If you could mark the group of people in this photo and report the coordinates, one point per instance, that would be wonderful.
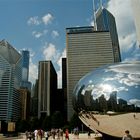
(54, 133)
(36, 135)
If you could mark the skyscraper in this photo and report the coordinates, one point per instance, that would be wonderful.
(105, 21)
(64, 85)
(86, 50)
(25, 70)
(25, 65)
(10, 78)
(136, 9)
(47, 88)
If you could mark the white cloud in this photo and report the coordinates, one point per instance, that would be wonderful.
(55, 33)
(33, 69)
(34, 21)
(47, 19)
(39, 34)
(122, 12)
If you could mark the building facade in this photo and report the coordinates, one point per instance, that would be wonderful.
(25, 70)
(10, 78)
(64, 85)
(25, 103)
(136, 9)
(47, 88)
(105, 21)
(86, 50)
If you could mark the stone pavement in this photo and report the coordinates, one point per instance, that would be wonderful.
(114, 125)
(82, 136)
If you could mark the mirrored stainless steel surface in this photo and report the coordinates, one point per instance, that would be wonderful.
(109, 90)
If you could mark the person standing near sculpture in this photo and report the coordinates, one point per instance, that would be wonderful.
(127, 136)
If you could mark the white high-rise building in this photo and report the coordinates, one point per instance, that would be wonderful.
(136, 12)
(86, 50)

- - -

Exercise description:
Rewrite the material above with "photo" swapped for "image" at every occurrence, keeping everything else identical. Leave the pictures out of your answer.

Task solution:
If you could mark the group of people in this image and report the coordinates, one point per instance, that would be wonderful.
(54, 133)
(36, 135)
If you could mark the skyscraper in this image and report the coordinates, one point per instance, that would be wonderful.
(105, 21)
(64, 85)
(86, 50)
(25, 70)
(25, 65)
(10, 78)
(136, 9)
(47, 88)
If you could mark the white cloud in this image and report the coordinates, one point per instance, that would be wonderful.
(55, 33)
(33, 69)
(34, 21)
(47, 19)
(39, 34)
(122, 12)
If you could mark the building facade in this image and report the coordinates, one point per instance, that would be wonderful.
(25, 70)
(10, 78)
(64, 85)
(25, 103)
(136, 9)
(47, 88)
(105, 21)
(86, 50)
If you could mark the stone pavement in this image and report the coordinates, one point per instance, that would be wonderful.
(114, 125)
(82, 136)
If you could mark the mirrored stainless steel surface in this image and report the coordinates, one point per instance, that would be wonderful.
(109, 90)
If you could mark the person standing near sculpture in this image and report the coordinates, one point per instance, that would be wonderful.
(127, 136)
If you could mark the white high-rise building in this image and report the coordinates, one point per instance, that would be wonderful.
(136, 12)
(86, 50)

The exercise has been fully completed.